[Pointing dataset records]
====================
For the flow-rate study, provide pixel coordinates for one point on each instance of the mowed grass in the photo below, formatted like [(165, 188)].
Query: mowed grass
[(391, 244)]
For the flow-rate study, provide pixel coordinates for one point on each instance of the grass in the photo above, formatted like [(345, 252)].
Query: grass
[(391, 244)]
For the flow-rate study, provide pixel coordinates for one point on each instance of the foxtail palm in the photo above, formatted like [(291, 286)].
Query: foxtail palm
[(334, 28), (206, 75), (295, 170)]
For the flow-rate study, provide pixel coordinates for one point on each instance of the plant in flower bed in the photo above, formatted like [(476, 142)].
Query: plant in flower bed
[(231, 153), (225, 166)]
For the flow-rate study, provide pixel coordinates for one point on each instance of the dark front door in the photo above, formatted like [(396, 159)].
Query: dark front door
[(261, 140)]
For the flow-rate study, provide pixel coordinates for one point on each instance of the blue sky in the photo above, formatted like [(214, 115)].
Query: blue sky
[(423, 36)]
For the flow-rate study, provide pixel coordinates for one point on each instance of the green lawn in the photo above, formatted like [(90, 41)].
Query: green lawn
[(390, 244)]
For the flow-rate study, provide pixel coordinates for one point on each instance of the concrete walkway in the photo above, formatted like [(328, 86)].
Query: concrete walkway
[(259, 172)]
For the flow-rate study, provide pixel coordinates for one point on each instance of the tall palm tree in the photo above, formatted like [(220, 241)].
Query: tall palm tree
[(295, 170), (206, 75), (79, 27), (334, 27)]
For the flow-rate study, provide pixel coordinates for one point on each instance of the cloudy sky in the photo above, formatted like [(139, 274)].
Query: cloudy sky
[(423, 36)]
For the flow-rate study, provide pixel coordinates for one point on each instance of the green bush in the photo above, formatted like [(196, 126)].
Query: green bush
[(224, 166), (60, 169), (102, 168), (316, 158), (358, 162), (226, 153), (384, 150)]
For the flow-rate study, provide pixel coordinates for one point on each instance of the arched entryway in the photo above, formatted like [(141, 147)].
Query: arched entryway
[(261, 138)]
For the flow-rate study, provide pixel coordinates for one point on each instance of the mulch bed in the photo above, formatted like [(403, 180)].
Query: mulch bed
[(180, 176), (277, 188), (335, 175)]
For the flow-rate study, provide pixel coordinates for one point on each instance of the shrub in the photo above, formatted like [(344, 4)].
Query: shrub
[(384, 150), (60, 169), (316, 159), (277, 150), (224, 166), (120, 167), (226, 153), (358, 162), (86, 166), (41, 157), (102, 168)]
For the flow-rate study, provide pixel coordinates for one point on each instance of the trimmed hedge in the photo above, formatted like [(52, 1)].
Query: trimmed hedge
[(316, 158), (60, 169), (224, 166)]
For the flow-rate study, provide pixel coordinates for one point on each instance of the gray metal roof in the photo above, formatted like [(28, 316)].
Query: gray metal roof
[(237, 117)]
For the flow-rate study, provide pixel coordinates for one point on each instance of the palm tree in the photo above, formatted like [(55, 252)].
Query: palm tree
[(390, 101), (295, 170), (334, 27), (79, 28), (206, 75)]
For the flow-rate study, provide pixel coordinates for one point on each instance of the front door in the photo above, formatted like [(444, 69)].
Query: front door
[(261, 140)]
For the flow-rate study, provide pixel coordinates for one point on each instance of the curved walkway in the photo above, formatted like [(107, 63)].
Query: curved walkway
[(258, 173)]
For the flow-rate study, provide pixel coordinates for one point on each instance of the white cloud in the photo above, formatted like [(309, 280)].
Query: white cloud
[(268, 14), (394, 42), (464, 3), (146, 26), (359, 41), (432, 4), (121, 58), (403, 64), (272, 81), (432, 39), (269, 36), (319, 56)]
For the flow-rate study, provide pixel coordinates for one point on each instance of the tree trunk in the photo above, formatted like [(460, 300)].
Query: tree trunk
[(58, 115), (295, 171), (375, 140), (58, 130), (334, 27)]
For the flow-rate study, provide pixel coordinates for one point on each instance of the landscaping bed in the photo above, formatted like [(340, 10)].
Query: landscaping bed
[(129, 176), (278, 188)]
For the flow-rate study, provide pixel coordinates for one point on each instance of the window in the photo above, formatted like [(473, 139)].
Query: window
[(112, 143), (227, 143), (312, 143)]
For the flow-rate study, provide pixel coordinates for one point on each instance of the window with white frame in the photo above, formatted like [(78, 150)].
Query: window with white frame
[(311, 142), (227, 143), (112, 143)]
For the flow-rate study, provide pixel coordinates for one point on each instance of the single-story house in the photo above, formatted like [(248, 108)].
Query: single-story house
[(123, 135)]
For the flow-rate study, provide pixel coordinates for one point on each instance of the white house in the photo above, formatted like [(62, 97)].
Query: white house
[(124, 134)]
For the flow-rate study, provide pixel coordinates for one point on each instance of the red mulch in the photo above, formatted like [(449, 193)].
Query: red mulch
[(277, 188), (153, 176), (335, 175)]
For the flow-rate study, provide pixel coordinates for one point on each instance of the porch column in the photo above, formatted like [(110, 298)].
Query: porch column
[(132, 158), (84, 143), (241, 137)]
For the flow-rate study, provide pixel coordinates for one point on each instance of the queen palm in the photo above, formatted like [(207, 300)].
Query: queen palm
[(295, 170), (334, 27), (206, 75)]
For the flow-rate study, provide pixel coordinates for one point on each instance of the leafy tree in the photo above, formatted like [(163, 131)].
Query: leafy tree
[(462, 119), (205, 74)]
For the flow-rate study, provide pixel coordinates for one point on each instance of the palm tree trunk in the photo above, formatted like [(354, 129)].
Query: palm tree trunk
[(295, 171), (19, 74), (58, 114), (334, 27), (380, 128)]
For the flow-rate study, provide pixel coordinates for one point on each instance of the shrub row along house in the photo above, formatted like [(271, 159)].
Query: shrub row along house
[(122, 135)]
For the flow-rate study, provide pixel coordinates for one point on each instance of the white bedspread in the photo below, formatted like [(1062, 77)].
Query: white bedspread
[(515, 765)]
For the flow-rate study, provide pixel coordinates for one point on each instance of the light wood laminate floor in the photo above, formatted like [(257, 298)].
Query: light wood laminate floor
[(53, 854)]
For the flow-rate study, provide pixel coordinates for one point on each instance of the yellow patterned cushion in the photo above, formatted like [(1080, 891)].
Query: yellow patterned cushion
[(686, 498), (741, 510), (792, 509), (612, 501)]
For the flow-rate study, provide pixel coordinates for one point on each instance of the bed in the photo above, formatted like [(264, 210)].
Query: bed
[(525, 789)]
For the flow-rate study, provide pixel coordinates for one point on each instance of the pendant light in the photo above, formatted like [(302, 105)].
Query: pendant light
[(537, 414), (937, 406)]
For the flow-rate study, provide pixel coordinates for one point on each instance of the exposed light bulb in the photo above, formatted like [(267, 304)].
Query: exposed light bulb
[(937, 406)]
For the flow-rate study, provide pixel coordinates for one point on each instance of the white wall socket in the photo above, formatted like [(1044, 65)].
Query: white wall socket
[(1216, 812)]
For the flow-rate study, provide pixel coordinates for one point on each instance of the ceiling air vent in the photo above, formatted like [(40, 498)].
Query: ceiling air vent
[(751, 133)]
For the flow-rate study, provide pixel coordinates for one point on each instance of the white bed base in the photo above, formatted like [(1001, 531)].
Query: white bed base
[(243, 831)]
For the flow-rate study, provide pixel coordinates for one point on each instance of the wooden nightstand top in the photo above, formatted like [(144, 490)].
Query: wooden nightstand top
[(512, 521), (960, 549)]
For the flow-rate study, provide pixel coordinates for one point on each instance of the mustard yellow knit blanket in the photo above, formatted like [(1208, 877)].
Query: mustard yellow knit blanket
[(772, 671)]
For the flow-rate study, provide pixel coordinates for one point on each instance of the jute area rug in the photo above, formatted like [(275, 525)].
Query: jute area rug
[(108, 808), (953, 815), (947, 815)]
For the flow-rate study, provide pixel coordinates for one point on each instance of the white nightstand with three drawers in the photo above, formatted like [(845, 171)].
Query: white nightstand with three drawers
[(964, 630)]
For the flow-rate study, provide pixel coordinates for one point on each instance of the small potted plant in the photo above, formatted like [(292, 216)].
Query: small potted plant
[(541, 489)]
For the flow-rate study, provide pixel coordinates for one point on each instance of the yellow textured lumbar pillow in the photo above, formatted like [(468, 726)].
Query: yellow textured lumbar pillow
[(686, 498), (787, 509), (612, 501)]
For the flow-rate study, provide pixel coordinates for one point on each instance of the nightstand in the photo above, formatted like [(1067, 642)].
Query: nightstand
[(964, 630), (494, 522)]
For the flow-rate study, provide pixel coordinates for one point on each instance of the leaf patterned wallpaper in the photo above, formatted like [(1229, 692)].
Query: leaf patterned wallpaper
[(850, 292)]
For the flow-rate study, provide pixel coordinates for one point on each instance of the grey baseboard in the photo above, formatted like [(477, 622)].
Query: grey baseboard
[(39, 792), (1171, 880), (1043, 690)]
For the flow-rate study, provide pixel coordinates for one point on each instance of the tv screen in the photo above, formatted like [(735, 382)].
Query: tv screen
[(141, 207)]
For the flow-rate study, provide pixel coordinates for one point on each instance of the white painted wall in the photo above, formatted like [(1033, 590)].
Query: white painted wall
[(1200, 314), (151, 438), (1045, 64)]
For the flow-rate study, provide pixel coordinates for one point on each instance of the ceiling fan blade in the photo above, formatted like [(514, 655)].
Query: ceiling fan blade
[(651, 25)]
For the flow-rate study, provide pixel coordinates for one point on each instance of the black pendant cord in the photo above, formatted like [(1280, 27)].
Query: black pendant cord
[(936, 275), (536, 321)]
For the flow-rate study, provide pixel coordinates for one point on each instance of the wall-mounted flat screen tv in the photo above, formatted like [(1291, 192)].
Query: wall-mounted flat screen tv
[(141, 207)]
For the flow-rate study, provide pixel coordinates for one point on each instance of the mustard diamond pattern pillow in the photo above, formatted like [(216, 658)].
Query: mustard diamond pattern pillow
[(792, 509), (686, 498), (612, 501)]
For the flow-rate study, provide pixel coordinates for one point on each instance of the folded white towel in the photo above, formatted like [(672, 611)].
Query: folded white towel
====================
→ **What the exercise asks**
Your task is to write out the lines from the one with "like [(514, 655)]." through the end of the records, exactly and with nothing added.

→ **Exercise response**
For the flow-rate study, provide pixel coordinates for one point on each instance of the ceiling fan blade in the photo above, formatted like [(514, 655)].
Query: ceiling fan blade
[(651, 25)]
For the flow-rate study, provide pixel coordinates for one point on each instance of the black pendant cord in the photo above, formatted like [(1280, 27)].
Query: black pendant cord
[(936, 275), (536, 321)]
For the flow-rate study, provide pixel coordinates for one point on each instance of the wall-mounted flat screen tv in the photo above, formatted like [(1291, 192)].
Query: wall-mounted flat screen tv
[(141, 207)]
For the flow-rate study, provide pixel coordinates for one point on each instance of the mustard diamond pattern pillow in the photo above, formatted like [(216, 658)].
Query: mustard diamond pattern pillow
[(792, 509), (686, 498), (612, 501)]
For the flow-rate study, provide pixel coordinates for one point on each instance of the folded white towel in the photo above, formatted like [(672, 611)].
Query: folded white towel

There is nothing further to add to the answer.